(Stored records)
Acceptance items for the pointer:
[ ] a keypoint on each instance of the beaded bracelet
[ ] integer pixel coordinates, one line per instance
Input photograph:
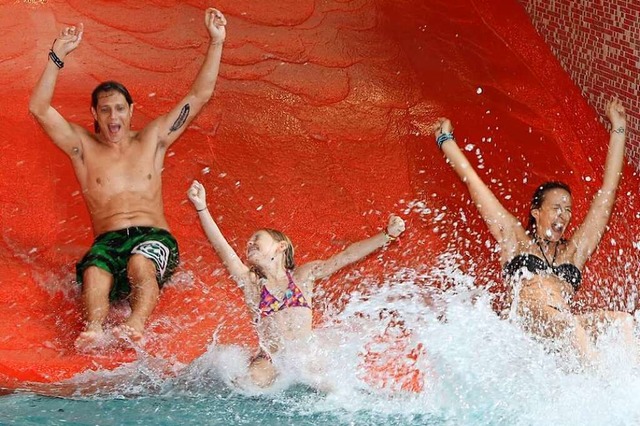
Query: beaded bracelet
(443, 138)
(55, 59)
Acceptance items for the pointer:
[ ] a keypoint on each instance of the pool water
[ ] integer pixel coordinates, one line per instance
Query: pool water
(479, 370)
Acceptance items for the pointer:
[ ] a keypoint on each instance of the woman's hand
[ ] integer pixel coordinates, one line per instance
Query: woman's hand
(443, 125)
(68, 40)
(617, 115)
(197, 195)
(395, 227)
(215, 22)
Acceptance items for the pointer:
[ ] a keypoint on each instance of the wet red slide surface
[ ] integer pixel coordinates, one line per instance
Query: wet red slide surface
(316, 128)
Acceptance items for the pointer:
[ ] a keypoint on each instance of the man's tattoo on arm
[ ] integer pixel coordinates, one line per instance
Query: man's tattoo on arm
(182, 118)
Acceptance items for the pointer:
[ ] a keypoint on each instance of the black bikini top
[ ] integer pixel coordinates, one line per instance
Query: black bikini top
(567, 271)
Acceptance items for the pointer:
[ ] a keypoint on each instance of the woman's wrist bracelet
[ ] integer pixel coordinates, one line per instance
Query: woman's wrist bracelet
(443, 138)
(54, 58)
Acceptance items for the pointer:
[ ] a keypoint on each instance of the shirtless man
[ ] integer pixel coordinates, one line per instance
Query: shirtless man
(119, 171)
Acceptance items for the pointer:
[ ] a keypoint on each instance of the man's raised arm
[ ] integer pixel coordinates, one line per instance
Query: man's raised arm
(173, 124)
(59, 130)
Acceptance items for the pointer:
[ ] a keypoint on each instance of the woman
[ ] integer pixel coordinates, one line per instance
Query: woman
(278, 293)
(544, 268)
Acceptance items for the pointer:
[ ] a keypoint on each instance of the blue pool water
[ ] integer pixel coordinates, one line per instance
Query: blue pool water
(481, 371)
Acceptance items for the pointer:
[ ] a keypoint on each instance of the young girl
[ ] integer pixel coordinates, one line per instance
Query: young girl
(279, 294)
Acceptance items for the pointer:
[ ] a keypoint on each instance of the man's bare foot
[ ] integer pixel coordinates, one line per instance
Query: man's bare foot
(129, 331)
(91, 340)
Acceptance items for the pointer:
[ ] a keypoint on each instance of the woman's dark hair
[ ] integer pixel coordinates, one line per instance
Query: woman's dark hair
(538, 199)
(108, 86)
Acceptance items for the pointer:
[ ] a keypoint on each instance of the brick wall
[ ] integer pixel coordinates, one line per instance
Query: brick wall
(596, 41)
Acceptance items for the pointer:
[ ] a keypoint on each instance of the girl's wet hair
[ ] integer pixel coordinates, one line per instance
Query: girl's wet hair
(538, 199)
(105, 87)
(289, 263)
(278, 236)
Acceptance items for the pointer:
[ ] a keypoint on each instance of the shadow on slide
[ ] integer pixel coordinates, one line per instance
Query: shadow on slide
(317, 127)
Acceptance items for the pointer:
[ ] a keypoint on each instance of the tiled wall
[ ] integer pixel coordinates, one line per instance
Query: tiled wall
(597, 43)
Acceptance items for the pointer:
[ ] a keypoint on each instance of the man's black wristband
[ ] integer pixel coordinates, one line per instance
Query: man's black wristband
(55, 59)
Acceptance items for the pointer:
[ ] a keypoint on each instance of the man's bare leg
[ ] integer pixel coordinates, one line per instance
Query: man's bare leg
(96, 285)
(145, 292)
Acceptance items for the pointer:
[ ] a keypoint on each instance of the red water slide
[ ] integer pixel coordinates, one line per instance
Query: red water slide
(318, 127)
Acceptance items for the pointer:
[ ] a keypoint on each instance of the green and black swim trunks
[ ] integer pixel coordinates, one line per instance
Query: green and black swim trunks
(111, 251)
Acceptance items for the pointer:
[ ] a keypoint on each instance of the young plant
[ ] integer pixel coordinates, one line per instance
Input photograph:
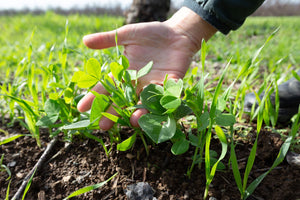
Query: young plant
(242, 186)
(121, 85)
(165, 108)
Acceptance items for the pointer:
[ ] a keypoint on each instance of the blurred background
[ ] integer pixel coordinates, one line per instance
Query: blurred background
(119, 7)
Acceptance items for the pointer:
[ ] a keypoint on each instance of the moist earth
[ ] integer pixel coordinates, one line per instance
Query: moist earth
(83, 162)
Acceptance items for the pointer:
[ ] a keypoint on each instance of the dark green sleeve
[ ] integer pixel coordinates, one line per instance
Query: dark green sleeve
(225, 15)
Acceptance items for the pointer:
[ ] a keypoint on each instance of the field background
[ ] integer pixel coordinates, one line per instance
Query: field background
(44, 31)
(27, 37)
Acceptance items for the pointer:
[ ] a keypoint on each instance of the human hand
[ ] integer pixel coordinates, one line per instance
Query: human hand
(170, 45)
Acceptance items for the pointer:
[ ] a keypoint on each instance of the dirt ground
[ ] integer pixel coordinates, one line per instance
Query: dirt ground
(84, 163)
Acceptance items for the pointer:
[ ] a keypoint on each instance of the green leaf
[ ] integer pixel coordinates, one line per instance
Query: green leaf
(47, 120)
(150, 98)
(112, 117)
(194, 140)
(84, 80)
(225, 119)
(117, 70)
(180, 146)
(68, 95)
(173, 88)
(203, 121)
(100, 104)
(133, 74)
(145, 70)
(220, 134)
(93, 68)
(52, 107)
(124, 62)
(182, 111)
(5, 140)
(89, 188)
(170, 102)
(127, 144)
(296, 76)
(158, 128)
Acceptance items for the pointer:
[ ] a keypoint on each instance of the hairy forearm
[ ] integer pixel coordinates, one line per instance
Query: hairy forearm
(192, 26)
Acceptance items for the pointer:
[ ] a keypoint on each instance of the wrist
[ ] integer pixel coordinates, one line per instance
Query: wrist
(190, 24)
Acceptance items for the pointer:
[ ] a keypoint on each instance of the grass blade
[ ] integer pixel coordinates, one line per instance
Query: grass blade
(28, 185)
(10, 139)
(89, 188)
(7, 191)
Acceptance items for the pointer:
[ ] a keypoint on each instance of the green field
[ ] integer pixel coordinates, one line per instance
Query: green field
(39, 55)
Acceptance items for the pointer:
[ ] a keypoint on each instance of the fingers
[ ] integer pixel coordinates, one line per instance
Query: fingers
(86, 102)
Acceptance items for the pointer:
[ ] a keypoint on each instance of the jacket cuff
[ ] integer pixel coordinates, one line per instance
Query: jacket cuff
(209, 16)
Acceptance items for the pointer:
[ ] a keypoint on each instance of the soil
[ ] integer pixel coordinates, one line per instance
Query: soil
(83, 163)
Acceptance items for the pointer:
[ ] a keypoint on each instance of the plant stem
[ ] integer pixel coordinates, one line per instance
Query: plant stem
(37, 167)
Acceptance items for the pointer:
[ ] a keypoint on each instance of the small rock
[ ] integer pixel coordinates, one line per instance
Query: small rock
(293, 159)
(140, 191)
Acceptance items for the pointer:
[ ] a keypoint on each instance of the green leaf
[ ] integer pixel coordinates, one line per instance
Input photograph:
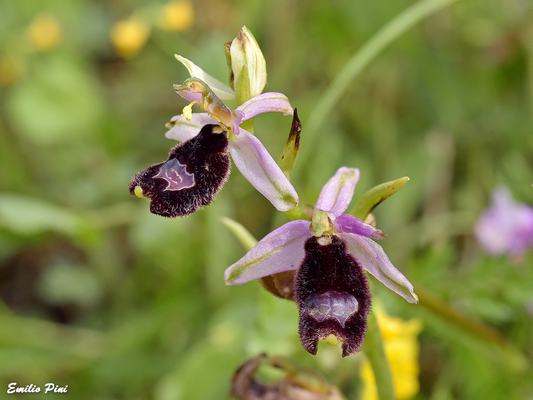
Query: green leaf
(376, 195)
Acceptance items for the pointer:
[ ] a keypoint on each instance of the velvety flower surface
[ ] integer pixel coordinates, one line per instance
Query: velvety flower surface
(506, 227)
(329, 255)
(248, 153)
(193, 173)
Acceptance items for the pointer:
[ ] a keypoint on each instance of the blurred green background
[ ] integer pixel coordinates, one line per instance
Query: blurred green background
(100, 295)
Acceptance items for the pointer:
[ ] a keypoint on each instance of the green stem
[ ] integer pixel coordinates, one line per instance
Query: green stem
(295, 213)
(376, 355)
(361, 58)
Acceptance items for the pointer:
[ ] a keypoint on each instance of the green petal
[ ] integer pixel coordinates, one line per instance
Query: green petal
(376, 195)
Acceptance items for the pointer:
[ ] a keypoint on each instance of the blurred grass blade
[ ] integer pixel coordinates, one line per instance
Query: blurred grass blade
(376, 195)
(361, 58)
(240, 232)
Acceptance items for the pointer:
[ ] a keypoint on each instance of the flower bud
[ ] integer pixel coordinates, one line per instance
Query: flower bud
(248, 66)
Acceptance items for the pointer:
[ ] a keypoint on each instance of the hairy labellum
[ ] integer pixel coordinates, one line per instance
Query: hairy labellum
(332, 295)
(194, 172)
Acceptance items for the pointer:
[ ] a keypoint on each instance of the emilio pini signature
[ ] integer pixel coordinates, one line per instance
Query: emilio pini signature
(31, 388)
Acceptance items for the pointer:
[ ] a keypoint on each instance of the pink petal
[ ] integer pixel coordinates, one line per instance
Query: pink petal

--

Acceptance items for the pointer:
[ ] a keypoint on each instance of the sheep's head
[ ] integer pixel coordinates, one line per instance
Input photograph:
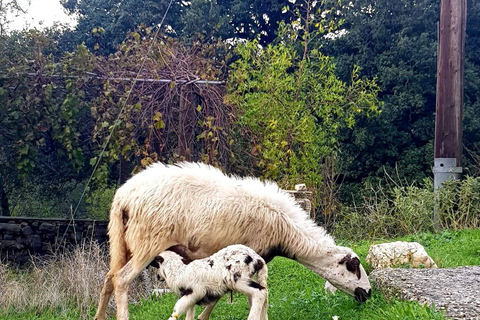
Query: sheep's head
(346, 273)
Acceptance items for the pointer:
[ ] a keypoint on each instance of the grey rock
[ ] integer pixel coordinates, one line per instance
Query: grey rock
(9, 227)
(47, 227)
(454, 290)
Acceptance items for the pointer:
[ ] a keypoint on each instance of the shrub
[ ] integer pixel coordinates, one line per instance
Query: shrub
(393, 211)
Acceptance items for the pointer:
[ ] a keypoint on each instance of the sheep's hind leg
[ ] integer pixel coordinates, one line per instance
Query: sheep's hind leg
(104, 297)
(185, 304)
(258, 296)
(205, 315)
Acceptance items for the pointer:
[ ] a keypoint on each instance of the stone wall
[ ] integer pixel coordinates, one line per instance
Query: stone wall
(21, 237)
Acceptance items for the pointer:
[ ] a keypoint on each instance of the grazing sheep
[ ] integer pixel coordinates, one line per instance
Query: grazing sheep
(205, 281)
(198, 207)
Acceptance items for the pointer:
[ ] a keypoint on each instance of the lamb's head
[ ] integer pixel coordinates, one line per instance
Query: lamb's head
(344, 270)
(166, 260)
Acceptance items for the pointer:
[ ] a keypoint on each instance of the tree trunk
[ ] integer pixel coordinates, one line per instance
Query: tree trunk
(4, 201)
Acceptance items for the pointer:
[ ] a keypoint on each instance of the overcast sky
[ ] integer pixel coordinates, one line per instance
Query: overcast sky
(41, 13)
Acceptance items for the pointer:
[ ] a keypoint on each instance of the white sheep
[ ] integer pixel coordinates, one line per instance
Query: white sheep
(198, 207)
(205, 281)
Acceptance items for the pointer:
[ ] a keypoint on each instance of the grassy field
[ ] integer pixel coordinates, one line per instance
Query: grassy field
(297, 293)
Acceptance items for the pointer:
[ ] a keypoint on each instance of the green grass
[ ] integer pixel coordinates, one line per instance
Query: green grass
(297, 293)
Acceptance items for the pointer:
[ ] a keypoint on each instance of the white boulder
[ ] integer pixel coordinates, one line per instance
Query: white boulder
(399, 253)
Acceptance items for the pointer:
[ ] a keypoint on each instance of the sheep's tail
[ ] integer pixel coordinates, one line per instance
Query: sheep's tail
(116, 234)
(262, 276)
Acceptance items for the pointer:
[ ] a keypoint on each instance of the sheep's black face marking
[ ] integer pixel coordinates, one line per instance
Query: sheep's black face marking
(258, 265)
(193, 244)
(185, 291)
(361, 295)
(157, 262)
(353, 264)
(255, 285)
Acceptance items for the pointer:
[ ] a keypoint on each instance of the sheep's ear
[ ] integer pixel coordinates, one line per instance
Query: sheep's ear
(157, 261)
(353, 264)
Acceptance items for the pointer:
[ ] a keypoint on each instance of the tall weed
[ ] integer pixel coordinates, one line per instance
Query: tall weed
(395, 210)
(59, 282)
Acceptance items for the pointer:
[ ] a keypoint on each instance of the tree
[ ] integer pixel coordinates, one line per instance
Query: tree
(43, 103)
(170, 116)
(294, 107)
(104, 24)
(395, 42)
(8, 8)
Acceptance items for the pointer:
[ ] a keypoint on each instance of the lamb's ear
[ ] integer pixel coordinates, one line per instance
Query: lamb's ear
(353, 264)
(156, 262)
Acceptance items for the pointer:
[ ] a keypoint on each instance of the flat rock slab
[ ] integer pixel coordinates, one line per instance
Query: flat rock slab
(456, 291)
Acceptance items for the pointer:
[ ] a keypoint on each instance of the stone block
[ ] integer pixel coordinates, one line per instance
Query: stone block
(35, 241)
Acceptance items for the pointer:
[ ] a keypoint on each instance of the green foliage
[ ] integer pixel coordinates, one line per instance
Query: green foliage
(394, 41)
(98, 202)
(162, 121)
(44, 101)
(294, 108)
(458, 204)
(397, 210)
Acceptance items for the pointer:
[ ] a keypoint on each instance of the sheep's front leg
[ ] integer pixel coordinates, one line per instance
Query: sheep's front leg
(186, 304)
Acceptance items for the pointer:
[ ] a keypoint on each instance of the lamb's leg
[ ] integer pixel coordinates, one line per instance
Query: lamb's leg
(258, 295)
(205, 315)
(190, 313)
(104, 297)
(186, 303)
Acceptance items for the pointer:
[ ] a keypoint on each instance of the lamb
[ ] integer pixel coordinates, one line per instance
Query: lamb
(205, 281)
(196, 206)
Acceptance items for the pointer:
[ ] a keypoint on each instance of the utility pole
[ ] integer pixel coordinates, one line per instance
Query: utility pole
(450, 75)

#### [What you have to do]
Count the lines in the entries that contain the string "blurred".

#### [Exercise response]
6